#### [Extrait du document]
= = =

Stéphane Gatignon avait pourtant suivi toutes les étapes du catéchisme révolutionnaire. "J'ai baigné dans le communisme", résume-t-il. Dès l'enfance, avec des grands-parents résistants et communistes et des parents militants investis au PCF. Logiquement, le jeune garçon s'inscrit dans le mouvement des pionniers, part en colonie de vacances avec ses copains d'Argenteuil, où son père est adjoint au maire, et effectue une virée à Moscou pour le Festival mondial de la jeunesse.

 


A 15 ans, il entre aux Jeunesses communistes (JC). A 17 ans, il fait ses premières armes de militant pendant le mouvement lycéen de 1986. Un engagement total. "Ça devient très vite ma vie, je commence à y passer mes soirées. C'est d'ailleurs pour ça que j'ai eu un peu de mal à avoir mon bac : j'ai échoué deux fois", raconte-t-il dans son livre d'entretien A ceux que la gauche désespère (Le Cherche Midi, 2008). Mais les débats internes au PCF pendant la période de la perestroïka en Union soviétique, à partir du milieu des années 1980, vont le bousculer. Face à la chute du mur de Berlin et à Tiananmen, en 1989, il s'éloigne progressivement de la ligne officielle du parti, trop conservatrice à ses yeux.

 


Il se fait exclure des JC. Rejoint les refondateurs. Suit des études d'histoire et commence une thèse sur le communisme municipal. Puis devient l'attaché parlementaire de François Asensi, député communiste de la Seine-Saint-Denis, qui l'aide à s'installer à Sevran, une des villes de sa circonscription. Il n'y a aucune attache mais son parachutage réussit : en 2001, à la surprise générale, il l'emporte face à la municipalité de droite. "Le parti m'a laissé y aller parce qu'ils devaient penser que je ne pourrai jamais gagner", s'amuse-t-il.

= = =

#### [Votre tâche]
Poursuivez le texte sur le parcours de Stéphane Gatignon après sa dernière phrase.

= = =

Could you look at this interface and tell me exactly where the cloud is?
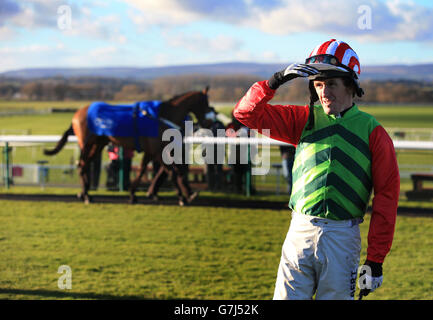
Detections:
[0,0,21,26]
[165,33,242,53]
[126,0,433,41]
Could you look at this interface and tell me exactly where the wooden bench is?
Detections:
[406,173,433,200]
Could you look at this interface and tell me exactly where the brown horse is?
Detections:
[44,87,209,203]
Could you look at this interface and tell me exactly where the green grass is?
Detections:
[0,201,433,299]
[0,102,433,299]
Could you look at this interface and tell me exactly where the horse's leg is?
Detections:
[78,137,107,204]
[172,164,197,206]
[129,152,152,203]
[147,165,168,200]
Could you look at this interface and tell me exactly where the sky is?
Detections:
[0,0,433,72]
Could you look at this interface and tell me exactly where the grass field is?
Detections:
[0,201,433,299]
[0,102,433,299]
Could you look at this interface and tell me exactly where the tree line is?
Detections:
[0,74,433,104]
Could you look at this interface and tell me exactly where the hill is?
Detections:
[0,62,433,81]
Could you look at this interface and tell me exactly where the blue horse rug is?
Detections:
[87,101,161,137]
[87,101,161,152]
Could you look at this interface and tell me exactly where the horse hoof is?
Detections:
[147,194,159,201]
[188,191,198,203]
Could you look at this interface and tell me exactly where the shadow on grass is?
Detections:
[0,288,147,300]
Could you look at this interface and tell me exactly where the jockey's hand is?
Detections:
[359,260,383,299]
[268,63,319,90]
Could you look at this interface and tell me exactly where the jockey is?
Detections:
[234,39,400,299]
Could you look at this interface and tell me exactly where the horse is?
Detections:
[44,87,210,204]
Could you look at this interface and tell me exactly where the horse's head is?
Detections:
[167,86,212,125]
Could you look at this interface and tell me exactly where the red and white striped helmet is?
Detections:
[305,39,361,79]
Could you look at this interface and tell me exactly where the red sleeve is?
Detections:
[233,80,309,145]
[367,126,400,263]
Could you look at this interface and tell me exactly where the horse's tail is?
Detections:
[44,124,74,156]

= = =

#### [Réponse rédigée]
 


Il a 32 ans et commence à gérer une ville de 50 000 habitants en grande difficulté, une des plus pauvres et des plus jeunes de France. La commune est pratiquement en faillite. Les industries locales sont en train de fermer. Le chômage gangrène les quartiers sensibles. Les bâtiments municipaux sont dans un sale état. Dangereux même. "Ma première décision a été d'acheter une quinzaine de cornes de brume pour que les enseignants puissent sonner l'alerte en cas d'incendie."

 


De ce choc initial, il en ressort avec la volonté d'être pragmatique. Les histoires d'appareil ne le passionnent plus beaucoup. Là où le PC est empêtré dans son histoire, lui parle sans tabou de la violence, de la misère sociale et culturelle, des trafics de drogue. Les émeutes de l'automne 2005 ont touché Sevran très durement. Le maire se souvient d'avoir eu l'impression de vivre "dans un camp retranché" pendant de longues nuits. Des violences qui l'ont marqué profondément.

 


Comme l'incendie criminel à l'origine de la mort de cinq personnes, dont trois enfants, en août 2009 dans le quartier des Beaudottes. Très probablement la conséquence des trafics de drogue qui pourrissent la vie de la cité. "Cela a été une vraie rupture pour moi. Personne n'est venu pour la commémoration. Pas un ministre, pas un préfet. Je l'ai très mal vécu. J'ai été à deux doigts de tout arrêter." Comme si les élites ne voulaient pas voir la gravité de la situation. Comme si personne ne voulait se mobiliser pour les quartiers.

 


Alors, plutôt que de tout arrêter, il franchit le pas, comme il dit. Son constat est que le PCF n'est plus en situation d'organiser une pensée collective et de proposer des solutions. "Il n'y a plus de vision à gauche. C'est pour ça que Sarkozy peut démanteler ce qu'il veut comme dans du beurre." A ses yeux, l'appareil communiste n'a plus qu'une fonction alimentaire pour ses membres : les aider à être réélus. "Il a fait le constat que l'offre politique actuelle était complètement obsolète", relève un de ses amis, l'avocat Jean-Michel Catala, un ancien compagnon de route au sein des refondateurs communistes.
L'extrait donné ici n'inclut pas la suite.